+++ Extrait choisi

Il convient de signaler, au Théâtre-Antoine, une excellente reprise de l’Argent de M. Émile Fabre. Cette pièce, une des plus significatives que nous ait données le Théâtre-Libre n’a vieilli qu’à peine, en quelques coins de rosserie outrancière. Elle demeure une œuvre forte et de singulière puissance dramatique. Avec un art très sobre et très sûr M. Fabre, qui n’a pas fait mieux depuis, a su présenter, varier et mouvementer un sujet d’une âpreté périlleuse, sans se permettre un écart, sans tomber une seule fois dans le mélodrame ou dans la charge. La pièce est de tenue parfaite et de qualité irréprochable. Elle est jouée à la perfection par Mme Henriot, MM. Arquillère et Antoine, qui nous a rendu la mise en scène rationnelle et saisissante de la création. M. Desfontaines, Mlles Maupin et Barsange complètent heureusement un ensemble comme on n’en voit, répétons-le, nulle part.

++++++
+++ Données fournies

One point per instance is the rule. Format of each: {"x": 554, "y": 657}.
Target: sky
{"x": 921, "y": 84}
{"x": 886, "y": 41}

++++++

Extrayez de la critique sur la reprise de l'Argent le passage qui commence par « Il convient de » et se poursuit jusqu'à « répétons-le, nulle part. », sans aucune modification.

Il convient de signaler, au Théâtre-Antoine, une excellente reprise de l’Argent de M. Émile Fabre. Cette pièce, une des plus significatives que nous ait données le Théâtre-Libre n’a vieilli qu’à peine, en quelques coins de rosserie outrancière. Elle demeure une œuvre forte et de singulière puissance dramatique. Avec un art très sobre et très sûr M. Fabre, qui n’a pas fait mieux depuis, a su présenter, varier et mouvementer un sujet d’une âpreté périlleuse, sans se permettre un écart, sans tomber une seule fois dans le mélodrame ou dans la charge. La pièce est de tenue parfaite et de qualité irréprochable. Elle est jouée à la perfection par Mme Henriot, MM. Arquillère et Antoine, qui nous a rendu la mise en scène rationnelle et saisissante de la création. M. Desfontaines, Mlles Maupin et Barsange complètent heureusement un ensemble comme on n’en voit, répétons-le, nulle part.